__What is expected__:
Return all of the entries, keeping every word and mark as it is.

*** Data extracts Section Begins ***

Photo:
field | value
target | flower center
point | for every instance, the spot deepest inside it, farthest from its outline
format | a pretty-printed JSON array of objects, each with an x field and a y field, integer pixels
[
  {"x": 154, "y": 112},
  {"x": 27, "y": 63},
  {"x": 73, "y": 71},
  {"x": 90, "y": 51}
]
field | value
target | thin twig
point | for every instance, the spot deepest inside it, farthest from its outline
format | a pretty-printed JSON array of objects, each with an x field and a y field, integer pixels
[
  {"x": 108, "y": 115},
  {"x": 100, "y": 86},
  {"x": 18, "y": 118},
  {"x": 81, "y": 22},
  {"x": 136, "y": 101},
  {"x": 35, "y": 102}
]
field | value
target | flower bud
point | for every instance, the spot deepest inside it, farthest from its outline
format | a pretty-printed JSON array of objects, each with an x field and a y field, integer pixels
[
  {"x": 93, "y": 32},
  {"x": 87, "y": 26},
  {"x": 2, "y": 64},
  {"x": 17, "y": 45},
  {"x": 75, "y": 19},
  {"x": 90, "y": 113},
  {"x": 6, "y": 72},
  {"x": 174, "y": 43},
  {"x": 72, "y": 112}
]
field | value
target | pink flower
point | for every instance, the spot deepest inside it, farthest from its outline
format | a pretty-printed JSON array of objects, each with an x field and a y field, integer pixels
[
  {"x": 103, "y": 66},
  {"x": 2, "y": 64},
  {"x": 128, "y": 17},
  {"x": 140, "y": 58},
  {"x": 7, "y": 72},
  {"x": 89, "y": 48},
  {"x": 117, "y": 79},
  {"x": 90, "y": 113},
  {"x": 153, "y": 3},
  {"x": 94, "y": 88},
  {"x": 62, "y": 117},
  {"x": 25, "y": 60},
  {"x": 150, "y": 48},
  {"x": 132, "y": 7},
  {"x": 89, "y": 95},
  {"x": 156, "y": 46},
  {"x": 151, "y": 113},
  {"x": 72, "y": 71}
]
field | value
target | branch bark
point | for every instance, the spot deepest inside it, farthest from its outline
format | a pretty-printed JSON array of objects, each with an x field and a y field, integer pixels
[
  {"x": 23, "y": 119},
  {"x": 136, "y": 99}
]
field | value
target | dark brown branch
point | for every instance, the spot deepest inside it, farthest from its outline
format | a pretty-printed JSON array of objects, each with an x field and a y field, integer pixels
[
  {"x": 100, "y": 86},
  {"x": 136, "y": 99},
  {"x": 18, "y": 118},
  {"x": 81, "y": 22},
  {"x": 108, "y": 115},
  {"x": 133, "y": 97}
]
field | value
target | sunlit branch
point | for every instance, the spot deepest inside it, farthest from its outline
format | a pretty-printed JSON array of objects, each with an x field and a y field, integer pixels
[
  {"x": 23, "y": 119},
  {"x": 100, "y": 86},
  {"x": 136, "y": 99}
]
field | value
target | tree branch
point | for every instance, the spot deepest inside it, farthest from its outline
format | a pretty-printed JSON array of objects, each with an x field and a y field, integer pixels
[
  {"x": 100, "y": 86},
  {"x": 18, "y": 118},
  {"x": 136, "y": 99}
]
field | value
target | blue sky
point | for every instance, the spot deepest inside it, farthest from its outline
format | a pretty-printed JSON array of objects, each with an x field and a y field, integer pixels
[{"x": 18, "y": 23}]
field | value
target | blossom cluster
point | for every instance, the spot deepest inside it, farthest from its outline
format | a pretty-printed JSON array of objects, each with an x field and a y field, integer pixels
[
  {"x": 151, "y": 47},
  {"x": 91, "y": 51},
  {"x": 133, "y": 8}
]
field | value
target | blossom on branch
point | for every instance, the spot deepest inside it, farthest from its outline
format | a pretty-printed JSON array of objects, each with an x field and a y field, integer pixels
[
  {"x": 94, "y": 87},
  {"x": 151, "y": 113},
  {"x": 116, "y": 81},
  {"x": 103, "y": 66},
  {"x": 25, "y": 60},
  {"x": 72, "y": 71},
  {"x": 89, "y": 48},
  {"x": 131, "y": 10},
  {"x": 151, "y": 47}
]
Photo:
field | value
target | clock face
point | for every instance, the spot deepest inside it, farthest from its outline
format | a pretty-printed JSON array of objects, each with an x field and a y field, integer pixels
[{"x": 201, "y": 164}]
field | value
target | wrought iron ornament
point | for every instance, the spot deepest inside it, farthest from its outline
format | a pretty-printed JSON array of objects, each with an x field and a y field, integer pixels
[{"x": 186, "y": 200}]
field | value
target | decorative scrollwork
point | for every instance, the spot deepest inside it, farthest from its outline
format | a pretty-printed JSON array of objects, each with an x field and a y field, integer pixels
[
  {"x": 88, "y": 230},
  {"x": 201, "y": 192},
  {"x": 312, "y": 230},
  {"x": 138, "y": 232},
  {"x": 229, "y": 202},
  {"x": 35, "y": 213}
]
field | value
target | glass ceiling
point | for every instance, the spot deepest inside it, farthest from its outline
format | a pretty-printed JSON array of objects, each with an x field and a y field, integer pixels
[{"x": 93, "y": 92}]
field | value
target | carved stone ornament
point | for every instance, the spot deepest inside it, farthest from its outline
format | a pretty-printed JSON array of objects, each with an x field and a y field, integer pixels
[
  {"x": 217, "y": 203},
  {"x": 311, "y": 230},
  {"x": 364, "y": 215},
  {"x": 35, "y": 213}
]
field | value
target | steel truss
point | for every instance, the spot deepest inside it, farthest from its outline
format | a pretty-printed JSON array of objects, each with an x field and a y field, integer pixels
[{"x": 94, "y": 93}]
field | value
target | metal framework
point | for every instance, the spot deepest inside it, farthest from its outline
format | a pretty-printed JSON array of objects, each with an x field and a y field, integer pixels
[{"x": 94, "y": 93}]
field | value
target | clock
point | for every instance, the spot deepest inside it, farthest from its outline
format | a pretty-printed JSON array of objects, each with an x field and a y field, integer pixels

*** Data extracts Section Ends ***

__Answer to the exercise__:
Photo:
field | value
target | flower center
point | for every instance, the spot deepest inside it, farthest from its outline
format | a pretty-printed JSON array of objects, each with an x field and a y field, integer pixels
[
  {"x": 154, "y": 112},
  {"x": 27, "y": 63},
  {"x": 73, "y": 71},
  {"x": 90, "y": 51}
]
field | value
target | thin twig
point | for every instance, the spot deepest inside it, farthest from its outline
format | a pretty-printed JSON array of objects, each with an x field and a y field, integer pixels
[
  {"x": 108, "y": 115},
  {"x": 100, "y": 86},
  {"x": 18, "y": 118},
  {"x": 81, "y": 22},
  {"x": 136, "y": 101},
  {"x": 35, "y": 102}
]
field | value
target | flower bud
point | for every instance, the spot deepest inside it, farthest from its outline
format | a pretty-printed JSON array of objects, each with an x field and a y field, integer pixels
[
  {"x": 93, "y": 32},
  {"x": 87, "y": 26},
  {"x": 2, "y": 64},
  {"x": 17, "y": 45},
  {"x": 75, "y": 19},
  {"x": 90, "y": 113},
  {"x": 6, "y": 72},
  {"x": 174, "y": 43},
  {"x": 72, "y": 112}
]
field | value
target | pink flower
point | for every instance, the spot deepest inside it, farthest from its outline
format | a pretty-printed JSON array of objects, each with an x field and a y field, integer pixels
[
  {"x": 103, "y": 66},
  {"x": 2, "y": 64},
  {"x": 128, "y": 17},
  {"x": 140, "y": 58},
  {"x": 7, "y": 72},
  {"x": 89, "y": 48},
  {"x": 117, "y": 79},
  {"x": 90, "y": 113},
  {"x": 153, "y": 3},
  {"x": 94, "y": 88},
  {"x": 62, "y": 117},
  {"x": 25, "y": 60},
  {"x": 150, "y": 48},
  {"x": 132, "y": 7},
  {"x": 89, "y": 95},
  {"x": 156, "y": 46},
  {"x": 151, "y": 113},
  {"x": 72, "y": 71}
]
field | value
target | branch bark
point | for every instance, the spot deepest inside it, farthest from its outline
format | a pretty-printed JSON array of objects, each with an x field and a y field, integer pixels
[
  {"x": 23, "y": 119},
  {"x": 136, "y": 99}
]
field | value
target | dark brown branch
point | for every instance, the spot deepest inside it, farthest from its outline
format | a pretty-printed JSON array of objects, each with an x field and a y field, integer pixels
[
  {"x": 100, "y": 86},
  {"x": 136, "y": 99},
  {"x": 18, "y": 118},
  {"x": 81, "y": 22},
  {"x": 108, "y": 115},
  {"x": 133, "y": 97}
]
field | value
target | sunlit branch
point | for every instance, the spot deepest inside it, farthest from its outline
format | a pretty-printed JSON array of objects, each with an x field and a y field, integer pixels
[
  {"x": 23, "y": 119},
  {"x": 100, "y": 86},
  {"x": 136, "y": 99}
]
field | value
target | tree branch
point | for every instance, the spot deepest inside it, farthest from its outline
format | a pretty-printed JSON array of objects, each with an x field and a y field, integer pixels
[
  {"x": 100, "y": 86},
  {"x": 18, "y": 118},
  {"x": 136, "y": 99}
]
field | value
target | blue sky
point | for every instance, the spot deepest inside it, farthest from its outline
format | a pretty-printed JSON array of objects, each with an x field and a y field, integer pixels
[{"x": 18, "y": 23}]
field | value
target | blossom cluster
point | for every instance, the spot deepest inside it, farthest from its outline
format | a pretty-printed JSON array of objects, each with an x field and a y field, integer pixels
[
  {"x": 151, "y": 47},
  {"x": 91, "y": 51},
  {"x": 133, "y": 8}
]
field | value
target | blossom on branch
point | for every instance, the spot deepest inside it, farthest from its outline
format | a pretty-printed JSON array of objects, each with an x field and a y field, integer pixels
[
  {"x": 94, "y": 87},
  {"x": 151, "y": 113},
  {"x": 116, "y": 81},
  {"x": 103, "y": 66},
  {"x": 25, "y": 60},
  {"x": 72, "y": 71},
  {"x": 89, "y": 48},
  {"x": 131, "y": 10},
  {"x": 151, "y": 47}
]
Photo:
field | value
target | clock face
point | for every instance, the spot deepest inside it, farthest from its outline
format | a pretty-printed JSON array of objects, each with an x field and a y field, integer pixels
[{"x": 201, "y": 164}]
field | value
target | wrought iron ornament
point | for every instance, the spot deepest inside it, farthest from its outline
format | a pretty-printed JSON array of objects, each with an x field and a y field, integer pixels
[{"x": 186, "y": 200}]
field | value
target | decorative scrollwork
point | for every instance, the spot deepest inside it, farthest from its outline
format | a pretty-printed JSON array of objects, each with an x field and a y field, integer pixels
[
  {"x": 88, "y": 230},
  {"x": 201, "y": 192},
  {"x": 312, "y": 230},
  {"x": 138, "y": 232},
  {"x": 229, "y": 202},
  {"x": 35, "y": 213}
]
field | value
target | glass ceiling
point | for every instance, the spot deepest inside it, farthest from its outline
format | a pretty-printed JSON array of objects, each with an x field and a y field, integer pixels
[{"x": 93, "y": 92}]
field | value
target | carved stone ornament
point | for every instance, the spot deepest inside it, farthest from its outline
format | a pretty-printed JSON array of objects, each with an x field and a y field, integer pixels
[
  {"x": 217, "y": 203},
  {"x": 311, "y": 230},
  {"x": 364, "y": 215},
  {"x": 35, "y": 213}
]
field | value
target | steel truss
point | for every instance, the spot deepest inside it, farthest from its outline
format | a pretty-printed JSON array of objects, each with an x field and a y field, integer pixels
[{"x": 94, "y": 93}]
field | value
target | metal framework
point | for every instance, the spot deepest inside it, farthest from its outline
format | a pretty-printed JSON array of objects, each with an x field and a y field, integer pixels
[{"x": 94, "y": 93}]
field | value
target | clock
point | for every instance, the spot deepest inside it, farthest from its outline
format | a pretty-printed JSON array of objects, each with an x field and a y field, integer pixels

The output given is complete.